START Excerpted passage

Yes, I think an unknown category is different and, in a sense, considered less than other categories seen in the fit, because you have to treat them in a special way in a subsequent ML prediction (there were no parameters learned for an unknown category in the fit). Therefore, I think it should definitely not be an integer. Of course, -999 is an arbitrary choice and I have no preference here, but a negative number seems better than nan, as nan can be an original category (missing value) and would therefore be confusing.

In the end one would want to have some explicit representation of "unknown" in the type itself. But for most algorithms we need a numerical type which do not have such an explicit representation (here integer). Then -999 actually has some advantages over some other choices:

"0": very dangerous, as quite often this is interpreted as just the first "bin", also here if I understand it correctly (0 is the first category), so introducing this would be a breaking change

"-1": better than 0, but it has the risk, that some might interpret this as belonging to the "0" bin, i.e. something like a overflow bin "lower than the lower boundary" which is not the same as "unknown"

"-999": This is enough "far away" from any "accidental" collision, it is a very unnatural number, so we can quite safely abuse it to encode a type "unknown". Even if negative numbers are allowed, hitting -999 by chance is highly unlikely.

One more, but weak argument: In my working group at university years back this was a common practice and it "just worked" for years (disclaimer: @FelixWick was in the same group).

One caveat might be: this might break some use cases, e.g if algorithms expect positive integers, so would it make sense to make this configurable? Even then, what would an alternative be in this case, "0"?

0 is not an alternative, as it is the first category. And I think -999 is not a problem for algorithms expecting positive integers, because it is mandatory to handle this case of an unknown category specifically before the algorithm call (e.g. see it to a neutral value).

thomasjpfan · 2020-04-24T18:54:52Z

Yes, I think an unknown category is different and, in a sense, considered less than other categories seen in the fit, because you have to treat them in a special way in a subsequent ML prediction

Considering the unknown category "less than all other categories seen in fit" is up to the model taking it as input and should not be assumed by the encoder. Alternatively unknown can be seen as "greater than all features seen in fit", in this case unknown can be encoded as "cardinality of category + 1".

END Excerpted passage
START Supplied information

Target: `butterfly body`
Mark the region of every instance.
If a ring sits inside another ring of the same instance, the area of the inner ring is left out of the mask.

END Supplied information

- **Your objective**
Please extend the forum discussion above about how to encode unknown categories, picking up right after its final sentence.

- **The response**
A user may already have a category they want to use for "unknown". For example a "misc" category that was seen in training.

FelixWick · 2020-04-24T19:28:29Z

I agree, it is not about less or greater than other categories, just about different, as all other categories were seen in the fit (also the what you call misc or unknown category). So, the encoder assumes nothing here, it just makes clear that this is a special case.

thomasjpfan · 2020-04-25T15:13:17Z

So, the encoder assumes nothing here, it just makes clear that this is a special case.

Encoding unknown to -999 implicitly assumes that unknowns is less than all the other categories seen during training.

as all other categories were seen in the fit (also the what you call misc or unknown category).

Lets say the categories were ["clothing", "household", "misc"], and these are seen during training. And this would be encoded as [0, 1, 2]. During transform time, it is reasonable to map unknown categories to the "misc" category or 2, which was seen during training time.

thomasjpfan · 2020-04-25T15:21:05Z

API wise, I would like a way to configure the unknown value when encoding unknown categories without adding too many parameters. This way a user can state how they want to encode the unknown categories.

Currently saying handle_unknown='ignore' is not semantically true, we are not ignoring the unknown, we are encoding it.

thomasjpfan · 2020-04-25T16:30:01Z

The following API could work:

OrdinalEncoder(unknown_value='error')  # default error
OrdinalEncoder(unknown_value=-999)  # sets unknown category to be encoded as -999

Note we are focused on releasing 0.23 soon, so my responses may be delayed. Feel free to ping me after the 0.23 release.

FelixWick · 2020-04-25T19:05:09Z

Sure, -999 is less than the other values. But the order does not matter in this encoding here, does it?

And no, I would not map it to “misc” in your example. It is a new value in the transform, that was not seen in the fit. So, it should be treated differently. Mapping it to “misc” adds information that is not there.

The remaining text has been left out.